[Texto fornecido]

Afinal, o que é design thinking?

Ilustração: Shikakun
Ilustração: Shikakun

Você ainda não ouviu? Agora só se fala em design thinking como solução para todos os problemas do mercado. Mas será que o negócio é tão bom assim? Vamos ver do que se trata para depois pensar e formar uma opinião.

Vou tentar reproduzir um pouco do que o consultor canadense e colunista de inovação da Business Week Roger Martin falou na AIGA Design Conference no final do ano passado (o vídeo está disponível aqui). O nome da palestra era “Por que o design thinking é a próxima vantagem competitiva“.

Martin começa explicando que o ser humano está rodeado de mistério por todos os lados e tenta, a todo custo, organizar o conhecimento usando a heurística (estabelecimento de padrões, regras e métodos para resolver um problema). Vem daí a nossa mania de rotular as coisas para conseguir compreendê-las. Se essa parte for bem feita, então são desenvolvidos algoritmos para se solucionar questões. Funciona muito bem para a área tecnológica (as leis da física, os remédios e as vacinas nasceram assim). No marketing, às vezes dá certo (o McDonald’s, a Coca-Cola e todas as franquias de sucesso corroboram essa teoria). Isso produz profissionais compulsivos em encontrar as tais fórmulas, mas ultimamente a coisa não tem sido assim tão simples (o mundo ficou muito complicado desde o final do século passado).

[Tarefa proposta]
Indique se cada afirmação a seguir concorda com o texto sobre design thinking, respondendo sim ou não e citando literalmente as palavras do texto que decidem a questão.
(a) Roger Martin é um consultor canadense.
(b) A palestra de Martin na AIGA Design Conference aconteceu no início do ano passado.
(c) O texto afirma que, no marketing, esse método sempre dá certo.

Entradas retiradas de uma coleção
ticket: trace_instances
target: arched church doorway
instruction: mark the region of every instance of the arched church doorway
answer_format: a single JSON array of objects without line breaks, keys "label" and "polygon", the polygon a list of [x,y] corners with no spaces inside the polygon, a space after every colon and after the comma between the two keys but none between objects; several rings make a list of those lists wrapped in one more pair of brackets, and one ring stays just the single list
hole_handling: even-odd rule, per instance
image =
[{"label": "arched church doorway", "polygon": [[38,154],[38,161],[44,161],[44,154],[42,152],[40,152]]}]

[Resposta da tarefa]
(a) Sim: "o consultor canadense e colunista de inovação da Business Week Roger Martin"
(b) Não: "no final do ano passado"
(c) Não: "No marketing, às vezes dá certo"